START Source data

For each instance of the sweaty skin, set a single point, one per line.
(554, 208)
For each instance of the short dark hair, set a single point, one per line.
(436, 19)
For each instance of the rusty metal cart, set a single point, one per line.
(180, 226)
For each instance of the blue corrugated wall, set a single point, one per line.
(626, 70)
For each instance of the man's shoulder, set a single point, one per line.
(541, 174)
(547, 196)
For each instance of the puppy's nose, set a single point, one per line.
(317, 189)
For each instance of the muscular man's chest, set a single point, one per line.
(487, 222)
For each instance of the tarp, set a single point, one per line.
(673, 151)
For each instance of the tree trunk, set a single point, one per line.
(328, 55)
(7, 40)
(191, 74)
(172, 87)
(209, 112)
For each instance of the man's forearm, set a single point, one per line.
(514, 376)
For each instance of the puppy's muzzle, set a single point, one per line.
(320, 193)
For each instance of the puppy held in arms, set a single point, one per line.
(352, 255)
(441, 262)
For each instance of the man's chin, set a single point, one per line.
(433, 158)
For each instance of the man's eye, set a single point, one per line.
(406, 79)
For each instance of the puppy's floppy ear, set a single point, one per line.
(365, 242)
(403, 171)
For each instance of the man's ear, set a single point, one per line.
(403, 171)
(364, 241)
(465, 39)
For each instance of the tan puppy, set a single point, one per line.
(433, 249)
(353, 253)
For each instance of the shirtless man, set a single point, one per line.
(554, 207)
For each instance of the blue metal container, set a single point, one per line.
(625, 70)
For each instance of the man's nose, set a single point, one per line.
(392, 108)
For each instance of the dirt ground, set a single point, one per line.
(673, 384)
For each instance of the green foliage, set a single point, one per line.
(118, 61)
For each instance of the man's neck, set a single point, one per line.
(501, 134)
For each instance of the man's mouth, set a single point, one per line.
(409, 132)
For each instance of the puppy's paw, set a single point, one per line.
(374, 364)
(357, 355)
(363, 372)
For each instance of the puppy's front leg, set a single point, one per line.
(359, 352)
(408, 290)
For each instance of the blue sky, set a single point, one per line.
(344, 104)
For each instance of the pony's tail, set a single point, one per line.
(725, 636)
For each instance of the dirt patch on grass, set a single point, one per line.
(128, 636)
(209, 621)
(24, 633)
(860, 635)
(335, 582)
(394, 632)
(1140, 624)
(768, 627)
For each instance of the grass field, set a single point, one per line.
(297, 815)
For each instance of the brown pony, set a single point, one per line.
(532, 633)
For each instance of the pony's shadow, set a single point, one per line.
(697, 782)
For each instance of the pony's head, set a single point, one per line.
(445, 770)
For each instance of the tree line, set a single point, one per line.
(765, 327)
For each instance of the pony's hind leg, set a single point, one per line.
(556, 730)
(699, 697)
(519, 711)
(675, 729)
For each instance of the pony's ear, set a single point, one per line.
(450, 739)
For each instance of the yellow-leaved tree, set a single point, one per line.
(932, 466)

END Source data

Starting at the first line and ending at the last, retype the entries above.

Answer to the problem
For each instance of the sweaty skin, set a single point, one per line.
(554, 208)
For each instance of the short dark hair, set a single point, one per line.
(436, 19)
For each instance of the rusty metal cart, set a single point, one per line.
(180, 226)
For each instance of the blue corrugated wall, set a single point, one per line.
(626, 70)
For each instance of the man's shoulder, set a single point, one per line.
(541, 174)
(547, 196)
For each instance of the puppy's nose, set a single point, one per line.
(317, 189)
For each instance of the muscular man's chest, set a single point, one per line.
(487, 222)
For each instance of the tarp, set a single point, one per line.
(673, 151)
For each instance of the tree trunk, set a single point, one per line.
(328, 55)
(7, 40)
(191, 74)
(172, 87)
(209, 112)
For each instance of the man's forearm, set a single point, one per line.
(514, 376)
For each instance of the puppy's muzzle, set a single point, one per line.
(320, 193)
For each instance of the puppy held in arms, set a single point, one per line.
(352, 255)
(441, 262)
For each instance of the man's chin, set a single point, one per line.
(433, 158)
For each instance of the man's eye, set a single point, one per line.
(406, 79)
For each instance of the puppy's floppy ear, set a single point, one per line.
(365, 242)
(403, 171)
For each instance of the man's ear, set a single point, one per line.
(403, 171)
(364, 241)
(465, 39)
For each instance of the tan puppy, set a single point, one per line.
(433, 249)
(353, 253)
For each instance of the shirtless man, set a single point, one per line.
(554, 207)
For each instance of the blue metal container, set a single point, one per line.
(625, 70)
For each instance of the man's nose, set a single point, one per line.
(392, 108)
For each instance of the dirt ground, set a single point, one per line.
(673, 384)
For each instance of the green foliage, set a single point, one per line.
(118, 61)
For each instance of the man's neck, set a single point, one per line.
(501, 134)
For each instance of the man's mouth, set a single point, one per line.
(409, 132)
For each instance of the puppy's paw, set a single point, one per line.
(374, 364)
(357, 355)
(363, 372)
For each instance of the puppy's front leg, set a single point, one per line.
(359, 352)
(408, 290)
For each instance of the blue sky, set a single point, one per line.
(344, 104)
For each instance of the pony's tail, set a single point, one per line.
(725, 636)
For each instance of the dirt patch on grass, set a single point, one per line.
(128, 636)
(209, 621)
(24, 633)
(860, 635)
(335, 582)
(394, 632)
(1140, 624)
(768, 627)
For each instance of the grass field, set a single point, one per line.
(297, 815)
For each instance of the brown pony, set a single point, one per line.
(532, 633)
For each instance of the pony's shadow, set a single point, one per line.
(697, 782)
For each instance of the pony's head, set a single point, one per line.
(445, 770)
For each instance of the tree line, set a single point, one per line.
(765, 327)
For each instance of the pony's hind leg, set a single point, one per line.
(556, 730)
(699, 697)
(519, 711)
(675, 729)
For each instance of the pony's ear, set a single point, one per line.
(450, 739)
For each instance of the yellow-leaved tree, set a single point, one per line.
(932, 466)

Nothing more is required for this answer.